• _DATASET ENTRIES_:
________________________

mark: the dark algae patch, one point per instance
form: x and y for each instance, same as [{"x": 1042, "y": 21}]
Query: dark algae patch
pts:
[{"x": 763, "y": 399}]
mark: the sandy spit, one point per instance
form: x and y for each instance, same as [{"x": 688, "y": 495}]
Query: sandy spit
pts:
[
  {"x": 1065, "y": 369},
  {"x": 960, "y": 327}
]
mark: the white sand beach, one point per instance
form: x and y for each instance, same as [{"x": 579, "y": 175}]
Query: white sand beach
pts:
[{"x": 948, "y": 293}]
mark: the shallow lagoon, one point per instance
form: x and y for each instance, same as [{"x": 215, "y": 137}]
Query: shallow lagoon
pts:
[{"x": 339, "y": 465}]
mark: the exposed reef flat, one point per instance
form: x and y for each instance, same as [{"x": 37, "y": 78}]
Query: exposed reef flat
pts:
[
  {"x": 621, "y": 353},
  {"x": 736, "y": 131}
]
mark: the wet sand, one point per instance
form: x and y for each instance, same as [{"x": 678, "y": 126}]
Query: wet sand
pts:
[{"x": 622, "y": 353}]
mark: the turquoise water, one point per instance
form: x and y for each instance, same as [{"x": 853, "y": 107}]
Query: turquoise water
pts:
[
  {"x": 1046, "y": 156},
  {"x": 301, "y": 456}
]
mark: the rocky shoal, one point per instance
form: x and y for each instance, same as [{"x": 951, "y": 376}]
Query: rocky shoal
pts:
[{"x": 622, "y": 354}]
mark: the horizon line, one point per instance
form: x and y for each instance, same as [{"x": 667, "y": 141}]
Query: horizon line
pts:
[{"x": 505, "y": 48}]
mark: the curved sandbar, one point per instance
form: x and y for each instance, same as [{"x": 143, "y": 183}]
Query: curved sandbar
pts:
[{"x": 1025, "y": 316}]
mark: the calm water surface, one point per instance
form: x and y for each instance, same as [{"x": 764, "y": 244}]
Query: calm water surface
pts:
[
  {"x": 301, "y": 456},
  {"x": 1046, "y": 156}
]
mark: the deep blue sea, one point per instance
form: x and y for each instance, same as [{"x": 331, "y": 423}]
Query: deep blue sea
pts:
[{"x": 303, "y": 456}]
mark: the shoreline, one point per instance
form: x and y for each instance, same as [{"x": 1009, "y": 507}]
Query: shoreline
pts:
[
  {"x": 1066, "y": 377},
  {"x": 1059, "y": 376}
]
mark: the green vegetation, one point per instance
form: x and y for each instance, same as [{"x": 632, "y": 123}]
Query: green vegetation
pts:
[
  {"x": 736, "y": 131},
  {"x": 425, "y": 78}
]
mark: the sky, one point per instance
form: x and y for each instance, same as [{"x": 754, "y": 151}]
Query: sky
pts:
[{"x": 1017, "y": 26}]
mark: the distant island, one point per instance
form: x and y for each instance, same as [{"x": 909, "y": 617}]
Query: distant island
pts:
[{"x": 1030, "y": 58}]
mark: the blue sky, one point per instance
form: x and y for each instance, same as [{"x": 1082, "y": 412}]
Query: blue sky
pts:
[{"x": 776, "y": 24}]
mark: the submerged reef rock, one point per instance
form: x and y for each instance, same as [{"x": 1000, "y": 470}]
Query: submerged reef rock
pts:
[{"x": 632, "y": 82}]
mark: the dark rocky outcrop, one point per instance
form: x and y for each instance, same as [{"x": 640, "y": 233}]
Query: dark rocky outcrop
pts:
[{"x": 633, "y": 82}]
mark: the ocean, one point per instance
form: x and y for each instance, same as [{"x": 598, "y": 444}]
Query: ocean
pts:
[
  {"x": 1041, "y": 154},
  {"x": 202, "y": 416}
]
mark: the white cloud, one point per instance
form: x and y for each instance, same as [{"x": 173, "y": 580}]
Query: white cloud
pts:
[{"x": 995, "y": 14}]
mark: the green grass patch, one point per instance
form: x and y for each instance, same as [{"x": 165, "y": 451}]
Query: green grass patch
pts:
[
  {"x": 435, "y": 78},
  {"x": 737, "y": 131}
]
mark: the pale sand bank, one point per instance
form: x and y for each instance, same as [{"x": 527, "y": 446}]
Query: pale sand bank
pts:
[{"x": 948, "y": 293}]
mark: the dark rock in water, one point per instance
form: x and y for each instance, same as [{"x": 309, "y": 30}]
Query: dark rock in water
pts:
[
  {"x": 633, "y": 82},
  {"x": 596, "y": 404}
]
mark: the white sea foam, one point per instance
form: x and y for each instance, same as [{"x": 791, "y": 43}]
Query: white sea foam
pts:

________________________

• _WHAT IS BEING ASKED_: Quote every row above word for word, with no changes.

• _FINAL RESULT_:
mark: the dark algae patch, one point per instance
form: x and y for each instance, same as [{"x": 1042, "y": 21}]
Query: dark algae patch
pts:
[{"x": 763, "y": 399}]
mark: the sandy spit, one point per instance
form: x and y for each instance, same as [{"x": 688, "y": 495}]
Query: sandy spit
pts:
[
  {"x": 1065, "y": 369},
  {"x": 960, "y": 327}
]
mark: the white sand beach, one point per instance
form: x and y for each instance, same as [{"x": 579, "y": 175}]
Query: white sand beach
pts:
[{"x": 948, "y": 293}]
mark: the shallow lagoon, one point per instance
form: x and y for each instance, same as [{"x": 215, "y": 137}]
Query: shallow lagoon
pts:
[{"x": 339, "y": 465}]
mark: the exposed reef flat, one point per instance
form: x and y for each instance, same as [{"x": 37, "y": 78}]
Query: exposed reef flat
pts:
[
  {"x": 621, "y": 353},
  {"x": 736, "y": 131}
]
mark: the wet sand, one point per instance
form: x and y for each instance, same as [{"x": 678, "y": 126}]
Query: wet sand
pts:
[{"x": 622, "y": 353}]
mark: the turquoise water, one point per instance
form: x and y for each instance, same as [{"x": 853, "y": 107}]
Query: turquoise water
pts:
[
  {"x": 1046, "y": 156},
  {"x": 301, "y": 456}
]
mark: the rocky shoal, one point per instance
form: x and y for each instance, same as [{"x": 951, "y": 376}]
Query: rocky shoal
pts:
[{"x": 622, "y": 354}]
mark: the horizon line, one point per instance
form: x and y for each instance, same as [{"x": 667, "y": 141}]
Query: horizon line
pts:
[{"x": 505, "y": 48}]
mark: the curved sandbar, one point per instance
form: x and y for each instance, same as [{"x": 143, "y": 183}]
Query: curved sandbar
pts:
[{"x": 1025, "y": 316}]
mark: the calm water surface, one point per instance
form: x and y for each instance, same as [{"x": 764, "y": 244}]
Query: calm water surface
pts:
[
  {"x": 301, "y": 456},
  {"x": 1046, "y": 156}
]
mark: the deep blue sea, one point per instance
form: x and y for each instance, same as [{"x": 331, "y": 423}]
Query: deep blue sea
pts:
[{"x": 303, "y": 456}]
mark: the shoreline, one point per instance
form: x and y for each instance, same as [{"x": 1009, "y": 507}]
Query: shoreline
pts:
[
  {"x": 1066, "y": 377},
  {"x": 1059, "y": 376}
]
mark: the green vegetation, one point per instance
form: x and y for each instance, same as [{"x": 632, "y": 123}]
Query: green vegetation
pts:
[
  {"x": 736, "y": 131},
  {"x": 425, "y": 78}
]
mark: the sky, one point per instance
form: x and y for each instance, same as [{"x": 754, "y": 151}]
Query: sky
pts:
[{"x": 1017, "y": 26}]
mark: the distant island, one point per instance
form: x and y for each instance, same as [{"x": 909, "y": 617}]
Query: distant island
pts:
[{"x": 1030, "y": 58}]
mark: the blue sky, one point per instance
form: x and y for each instance, same as [{"x": 1082, "y": 412}]
Query: blue sky
pts:
[{"x": 776, "y": 24}]
mark: the submerged reef rock, one point per instance
form: x and y for each instance, same as [{"x": 1000, "y": 470}]
Query: submerged reef rock
pts:
[{"x": 632, "y": 82}]
mark: the dark rocky outcrop, one point per instance
form: x and y for each instance, same as [{"x": 640, "y": 233}]
Query: dark rocky outcrop
pts:
[{"x": 633, "y": 82}]
mark: the ocean, one point per instance
form: x and y for each instance, same as [{"x": 598, "y": 444}]
Query: ocean
pts:
[
  {"x": 1041, "y": 154},
  {"x": 202, "y": 416}
]
mark: the white cloud, one point per instance
form: x and y for each instance, same as [{"x": 173, "y": 580}]
Query: white cloud
pts:
[{"x": 995, "y": 14}]
mark: the green grass patch, one point per instance
form: x and y for each instance, same as [{"x": 165, "y": 451}]
Query: green grass patch
pts:
[
  {"x": 435, "y": 78},
  {"x": 737, "y": 131}
]
mark: the pale sand bank, one point per instance
form: x and y for each instance, same as [{"x": 527, "y": 446}]
Query: pale sand bank
pts:
[{"x": 948, "y": 293}]
mark: the dark rock in water, one point per instance
form: x and y for each instance, same as [{"x": 309, "y": 30}]
Query: dark rock in water
pts:
[
  {"x": 633, "y": 82},
  {"x": 596, "y": 404}
]
mark: the white sea foam, one point per instance
form: x and y for each instance, same as [{"x": 791, "y": 43}]
Query: white sea foam
pts:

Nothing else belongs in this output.